[Free-text object descriptions]

▬▬▬

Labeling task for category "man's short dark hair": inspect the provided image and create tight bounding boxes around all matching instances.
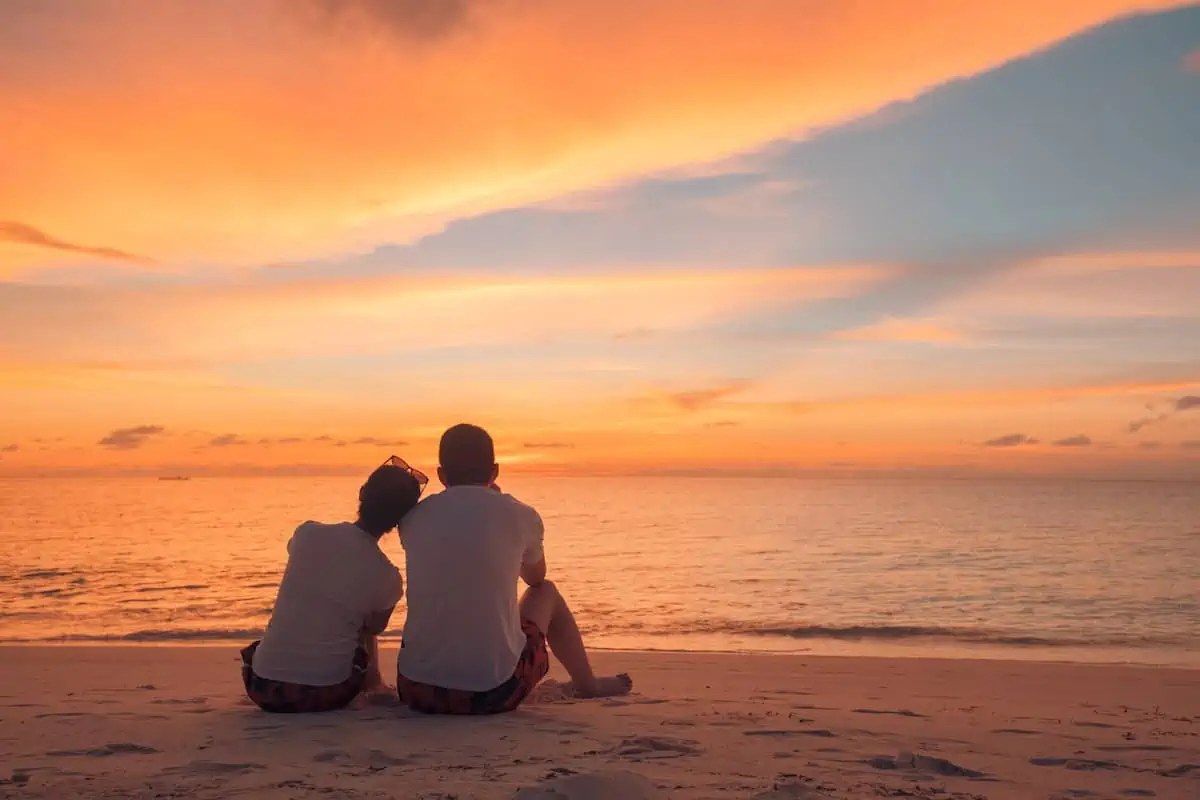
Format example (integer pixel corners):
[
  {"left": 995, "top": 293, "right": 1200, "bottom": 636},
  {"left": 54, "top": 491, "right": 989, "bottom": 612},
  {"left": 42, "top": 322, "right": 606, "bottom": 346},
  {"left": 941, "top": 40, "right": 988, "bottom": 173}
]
[
  {"left": 439, "top": 423, "right": 495, "bottom": 486},
  {"left": 358, "top": 465, "right": 421, "bottom": 534}
]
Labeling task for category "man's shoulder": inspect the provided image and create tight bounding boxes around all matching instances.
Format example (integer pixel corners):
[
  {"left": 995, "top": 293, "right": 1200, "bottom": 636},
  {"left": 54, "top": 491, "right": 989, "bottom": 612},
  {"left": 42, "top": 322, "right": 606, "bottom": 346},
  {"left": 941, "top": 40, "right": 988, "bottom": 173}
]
[
  {"left": 408, "top": 487, "right": 540, "bottom": 525},
  {"left": 293, "top": 519, "right": 355, "bottom": 537}
]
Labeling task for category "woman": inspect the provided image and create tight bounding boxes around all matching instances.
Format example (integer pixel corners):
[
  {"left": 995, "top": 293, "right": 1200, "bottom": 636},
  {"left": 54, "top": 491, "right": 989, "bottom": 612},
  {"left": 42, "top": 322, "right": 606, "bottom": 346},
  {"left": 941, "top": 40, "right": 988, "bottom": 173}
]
[{"left": 241, "top": 456, "right": 427, "bottom": 713}]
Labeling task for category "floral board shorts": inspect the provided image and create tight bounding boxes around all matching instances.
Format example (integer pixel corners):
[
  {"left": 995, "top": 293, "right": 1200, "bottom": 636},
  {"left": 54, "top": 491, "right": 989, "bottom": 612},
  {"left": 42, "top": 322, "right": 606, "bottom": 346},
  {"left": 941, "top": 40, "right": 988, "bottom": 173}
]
[
  {"left": 240, "top": 640, "right": 368, "bottom": 713},
  {"left": 396, "top": 618, "right": 550, "bottom": 715}
]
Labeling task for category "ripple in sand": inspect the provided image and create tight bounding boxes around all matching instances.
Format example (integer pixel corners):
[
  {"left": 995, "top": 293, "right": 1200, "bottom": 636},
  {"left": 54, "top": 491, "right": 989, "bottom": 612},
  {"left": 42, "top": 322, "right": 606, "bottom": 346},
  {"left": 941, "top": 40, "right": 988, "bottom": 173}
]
[
  {"left": 513, "top": 769, "right": 661, "bottom": 799},
  {"left": 612, "top": 736, "right": 701, "bottom": 760}
]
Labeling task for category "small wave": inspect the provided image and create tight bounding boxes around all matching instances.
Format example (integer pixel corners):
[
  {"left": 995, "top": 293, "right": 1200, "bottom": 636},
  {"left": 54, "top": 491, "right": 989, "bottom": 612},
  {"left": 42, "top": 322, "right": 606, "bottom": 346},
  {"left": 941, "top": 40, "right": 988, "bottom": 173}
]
[
  {"left": 132, "top": 584, "right": 210, "bottom": 594},
  {"left": 0, "top": 628, "right": 264, "bottom": 644},
  {"left": 20, "top": 569, "right": 74, "bottom": 580},
  {"left": 704, "top": 622, "right": 1185, "bottom": 649}
]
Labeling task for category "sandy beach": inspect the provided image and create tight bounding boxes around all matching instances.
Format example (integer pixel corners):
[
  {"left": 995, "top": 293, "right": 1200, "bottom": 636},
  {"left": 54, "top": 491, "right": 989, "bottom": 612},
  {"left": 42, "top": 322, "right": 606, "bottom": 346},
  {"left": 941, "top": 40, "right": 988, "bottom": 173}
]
[{"left": 1, "top": 647, "right": 1196, "bottom": 799}]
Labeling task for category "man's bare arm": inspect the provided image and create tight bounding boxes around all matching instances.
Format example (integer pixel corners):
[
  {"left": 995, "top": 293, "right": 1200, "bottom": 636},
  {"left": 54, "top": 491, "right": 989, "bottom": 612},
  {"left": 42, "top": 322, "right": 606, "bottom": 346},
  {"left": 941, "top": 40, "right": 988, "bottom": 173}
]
[
  {"left": 521, "top": 556, "right": 547, "bottom": 587},
  {"left": 362, "top": 605, "right": 396, "bottom": 636}
]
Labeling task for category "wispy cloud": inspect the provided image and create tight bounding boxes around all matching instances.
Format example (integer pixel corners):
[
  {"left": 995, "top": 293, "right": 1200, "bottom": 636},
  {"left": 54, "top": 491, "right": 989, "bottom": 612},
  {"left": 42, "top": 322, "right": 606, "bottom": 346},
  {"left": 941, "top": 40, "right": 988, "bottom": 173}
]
[
  {"left": 4, "top": 1, "right": 1184, "bottom": 269},
  {"left": 0, "top": 444, "right": 18, "bottom": 453},
  {"left": 982, "top": 434, "right": 1038, "bottom": 448},
  {"left": 303, "top": 0, "right": 505, "bottom": 41},
  {"left": 1052, "top": 435, "right": 1092, "bottom": 447},
  {"left": 1182, "top": 440, "right": 1200, "bottom": 450},
  {"left": 1128, "top": 395, "right": 1200, "bottom": 432},
  {"left": 98, "top": 425, "right": 166, "bottom": 450},
  {"left": 663, "top": 380, "right": 755, "bottom": 412},
  {"left": 836, "top": 317, "right": 964, "bottom": 345},
  {"left": 0, "top": 221, "right": 155, "bottom": 265},
  {"left": 352, "top": 436, "right": 409, "bottom": 447},
  {"left": 523, "top": 441, "right": 574, "bottom": 450},
  {"left": 1139, "top": 441, "right": 1162, "bottom": 449}
]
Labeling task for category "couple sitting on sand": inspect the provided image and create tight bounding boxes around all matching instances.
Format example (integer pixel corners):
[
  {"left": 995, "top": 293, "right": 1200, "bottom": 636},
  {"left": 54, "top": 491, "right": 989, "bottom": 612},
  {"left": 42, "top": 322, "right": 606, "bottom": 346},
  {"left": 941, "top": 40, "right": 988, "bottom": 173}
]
[{"left": 240, "top": 423, "right": 632, "bottom": 715}]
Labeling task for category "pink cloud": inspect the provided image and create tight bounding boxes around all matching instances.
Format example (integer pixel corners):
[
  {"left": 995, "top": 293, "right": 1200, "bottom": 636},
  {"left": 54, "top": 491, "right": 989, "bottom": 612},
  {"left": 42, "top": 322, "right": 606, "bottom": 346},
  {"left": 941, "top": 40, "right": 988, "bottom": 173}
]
[{"left": 1185, "top": 49, "right": 1200, "bottom": 74}]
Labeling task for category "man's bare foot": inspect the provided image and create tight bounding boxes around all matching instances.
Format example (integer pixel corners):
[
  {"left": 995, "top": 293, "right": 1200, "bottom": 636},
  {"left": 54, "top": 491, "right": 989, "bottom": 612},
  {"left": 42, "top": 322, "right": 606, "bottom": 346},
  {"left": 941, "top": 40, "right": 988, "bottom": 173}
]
[{"left": 566, "top": 673, "right": 633, "bottom": 699}]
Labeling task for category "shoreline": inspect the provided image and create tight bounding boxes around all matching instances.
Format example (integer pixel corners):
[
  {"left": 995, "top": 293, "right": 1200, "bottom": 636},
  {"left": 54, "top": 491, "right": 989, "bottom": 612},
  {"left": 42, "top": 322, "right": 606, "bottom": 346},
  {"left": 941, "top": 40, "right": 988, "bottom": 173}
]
[
  {"left": 2, "top": 646, "right": 1196, "bottom": 799},
  {"left": 2, "top": 639, "right": 1196, "bottom": 670}
]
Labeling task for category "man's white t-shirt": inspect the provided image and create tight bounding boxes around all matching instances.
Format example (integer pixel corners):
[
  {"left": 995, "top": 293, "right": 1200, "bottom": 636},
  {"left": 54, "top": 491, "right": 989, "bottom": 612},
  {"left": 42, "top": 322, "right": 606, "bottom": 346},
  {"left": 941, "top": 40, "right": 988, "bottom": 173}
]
[
  {"left": 398, "top": 486, "right": 545, "bottom": 692},
  {"left": 252, "top": 521, "right": 403, "bottom": 686}
]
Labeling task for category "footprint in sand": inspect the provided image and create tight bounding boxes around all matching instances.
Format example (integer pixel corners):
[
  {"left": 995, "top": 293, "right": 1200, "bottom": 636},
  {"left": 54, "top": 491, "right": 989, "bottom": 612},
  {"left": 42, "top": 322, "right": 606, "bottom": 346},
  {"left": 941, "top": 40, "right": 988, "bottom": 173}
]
[
  {"left": 1096, "top": 744, "right": 1177, "bottom": 752},
  {"left": 513, "top": 769, "right": 662, "bottom": 799},
  {"left": 852, "top": 708, "right": 927, "bottom": 718},
  {"left": 312, "top": 748, "right": 412, "bottom": 769},
  {"left": 612, "top": 736, "right": 701, "bottom": 760},
  {"left": 751, "top": 781, "right": 824, "bottom": 799},
  {"left": 164, "top": 760, "right": 266, "bottom": 775},
  {"left": 744, "top": 729, "right": 837, "bottom": 738},
  {"left": 867, "top": 752, "right": 986, "bottom": 779},
  {"left": 47, "top": 742, "right": 160, "bottom": 757},
  {"left": 150, "top": 697, "right": 207, "bottom": 706},
  {"left": 1030, "top": 756, "right": 1120, "bottom": 771}
]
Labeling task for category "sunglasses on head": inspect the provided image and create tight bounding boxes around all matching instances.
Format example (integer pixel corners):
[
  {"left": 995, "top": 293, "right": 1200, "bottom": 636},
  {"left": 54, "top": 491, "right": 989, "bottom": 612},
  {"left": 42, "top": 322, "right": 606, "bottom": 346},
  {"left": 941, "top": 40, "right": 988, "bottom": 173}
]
[{"left": 381, "top": 455, "right": 429, "bottom": 496}]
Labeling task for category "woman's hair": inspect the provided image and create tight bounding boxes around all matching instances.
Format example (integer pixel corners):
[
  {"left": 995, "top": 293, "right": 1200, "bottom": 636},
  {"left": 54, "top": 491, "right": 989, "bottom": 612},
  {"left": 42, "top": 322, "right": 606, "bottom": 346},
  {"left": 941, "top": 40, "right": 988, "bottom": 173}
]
[{"left": 357, "top": 465, "right": 421, "bottom": 534}]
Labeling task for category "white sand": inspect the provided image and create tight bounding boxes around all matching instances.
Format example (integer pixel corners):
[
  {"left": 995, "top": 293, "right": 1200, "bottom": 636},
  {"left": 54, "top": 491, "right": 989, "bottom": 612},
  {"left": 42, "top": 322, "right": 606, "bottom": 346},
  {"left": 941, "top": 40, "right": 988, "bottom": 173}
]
[{"left": 1, "top": 647, "right": 1197, "bottom": 799}]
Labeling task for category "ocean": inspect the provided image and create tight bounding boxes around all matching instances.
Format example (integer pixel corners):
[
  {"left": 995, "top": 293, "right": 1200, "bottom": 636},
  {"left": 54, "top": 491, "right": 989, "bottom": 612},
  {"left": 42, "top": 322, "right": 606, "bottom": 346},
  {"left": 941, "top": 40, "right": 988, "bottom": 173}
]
[{"left": 1, "top": 476, "right": 1197, "bottom": 666}]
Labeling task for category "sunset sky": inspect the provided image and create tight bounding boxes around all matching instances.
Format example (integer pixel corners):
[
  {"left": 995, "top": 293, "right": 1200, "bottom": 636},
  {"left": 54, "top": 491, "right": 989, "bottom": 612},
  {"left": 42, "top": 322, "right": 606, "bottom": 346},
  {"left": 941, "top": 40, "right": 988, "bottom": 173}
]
[{"left": 1, "top": 0, "right": 1199, "bottom": 477}]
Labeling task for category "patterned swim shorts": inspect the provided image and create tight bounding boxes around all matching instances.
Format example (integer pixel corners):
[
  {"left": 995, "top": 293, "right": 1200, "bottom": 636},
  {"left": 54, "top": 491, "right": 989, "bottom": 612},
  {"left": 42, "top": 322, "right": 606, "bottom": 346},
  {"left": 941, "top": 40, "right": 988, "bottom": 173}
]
[
  {"left": 240, "top": 640, "right": 368, "bottom": 713},
  {"left": 396, "top": 618, "right": 550, "bottom": 715}
]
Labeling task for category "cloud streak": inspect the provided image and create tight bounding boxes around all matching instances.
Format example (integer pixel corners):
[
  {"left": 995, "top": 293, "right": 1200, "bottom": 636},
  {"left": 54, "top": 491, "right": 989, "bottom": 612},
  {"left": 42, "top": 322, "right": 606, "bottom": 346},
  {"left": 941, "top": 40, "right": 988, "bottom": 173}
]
[
  {"left": 662, "top": 380, "right": 755, "bottom": 412},
  {"left": 1128, "top": 395, "right": 1200, "bottom": 432},
  {"left": 1053, "top": 435, "right": 1092, "bottom": 447},
  {"left": 209, "top": 433, "right": 250, "bottom": 447},
  {"left": 2, "top": 1, "right": 1186, "bottom": 269},
  {"left": 0, "top": 221, "right": 154, "bottom": 265},
  {"left": 98, "top": 425, "right": 166, "bottom": 450},
  {"left": 304, "top": 0, "right": 504, "bottom": 41},
  {"left": 983, "top": 434, "right": 1038, "bottom": 448}
]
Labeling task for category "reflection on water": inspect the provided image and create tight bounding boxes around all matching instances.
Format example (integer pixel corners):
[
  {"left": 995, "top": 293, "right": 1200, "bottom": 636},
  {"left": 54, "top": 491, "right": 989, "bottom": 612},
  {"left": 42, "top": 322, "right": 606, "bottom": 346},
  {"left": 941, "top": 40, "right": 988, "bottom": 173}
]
[{"left": 1, "top": 476, "right": 1197, "bottom": 666}]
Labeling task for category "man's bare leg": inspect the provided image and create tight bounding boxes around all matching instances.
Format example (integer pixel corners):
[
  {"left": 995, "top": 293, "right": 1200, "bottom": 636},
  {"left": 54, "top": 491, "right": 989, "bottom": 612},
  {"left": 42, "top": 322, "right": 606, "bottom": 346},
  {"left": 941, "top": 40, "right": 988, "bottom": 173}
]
[{"left": 519, "top": 580, "right": 632, "bottom": 698}]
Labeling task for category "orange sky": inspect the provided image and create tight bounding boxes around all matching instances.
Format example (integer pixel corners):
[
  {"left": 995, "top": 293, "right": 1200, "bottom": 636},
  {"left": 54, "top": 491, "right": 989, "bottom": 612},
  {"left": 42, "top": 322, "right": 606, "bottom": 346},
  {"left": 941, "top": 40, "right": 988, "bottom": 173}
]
[{"left": 1, "top": 1, "right": 1198, "bottom": 477}]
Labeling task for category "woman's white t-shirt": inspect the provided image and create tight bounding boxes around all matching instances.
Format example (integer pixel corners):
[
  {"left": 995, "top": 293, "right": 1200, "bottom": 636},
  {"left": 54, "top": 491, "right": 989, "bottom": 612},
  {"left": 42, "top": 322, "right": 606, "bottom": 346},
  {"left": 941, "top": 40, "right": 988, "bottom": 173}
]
[{"left": 252, "top": 521, "right": 403, "bottom": 686}]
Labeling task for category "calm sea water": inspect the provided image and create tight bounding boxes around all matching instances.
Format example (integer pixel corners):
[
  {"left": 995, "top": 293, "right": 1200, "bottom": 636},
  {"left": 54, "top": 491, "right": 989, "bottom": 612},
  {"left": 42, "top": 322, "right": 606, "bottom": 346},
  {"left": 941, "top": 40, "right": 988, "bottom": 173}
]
[{"left": 1, "top": 476, "right": 1197, "bottom": 666}]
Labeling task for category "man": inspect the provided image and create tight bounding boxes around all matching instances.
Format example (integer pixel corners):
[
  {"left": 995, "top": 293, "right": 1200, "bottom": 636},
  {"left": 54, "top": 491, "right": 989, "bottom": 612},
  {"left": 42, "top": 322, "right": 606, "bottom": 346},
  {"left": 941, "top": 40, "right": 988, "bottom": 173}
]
[
  {"left": 397, "top": 423, "right": 632, "bottom": 714},
  {"left": 241, "top": 458, "right": 426, "bottom": 713}
]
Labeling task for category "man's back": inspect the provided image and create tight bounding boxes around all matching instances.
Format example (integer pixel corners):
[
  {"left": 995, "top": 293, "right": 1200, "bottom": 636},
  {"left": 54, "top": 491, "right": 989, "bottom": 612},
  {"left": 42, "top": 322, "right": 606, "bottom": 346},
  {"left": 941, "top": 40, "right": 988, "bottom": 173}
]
[{"left": 399, "top": 486, "right": 544, "bottom": 692}]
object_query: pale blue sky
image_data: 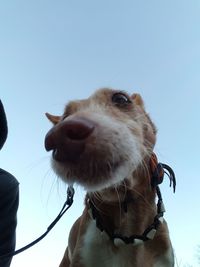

▬▬▬

_Exercise aim_. Filter the records for lines holding the string "cloud". Copy each one.

_Result of the exercise_.
Labeling task for category "wispy cloud": inspect the provided image and create tight bounding boxes around all matching instances.
Labeling task for category "pink cloud": inspect the provided image and create tight bounding boxes around all matching instances.
Labeling task for category "cloud streak": inspect the provided image and create tight bounding boxes around all matching instances.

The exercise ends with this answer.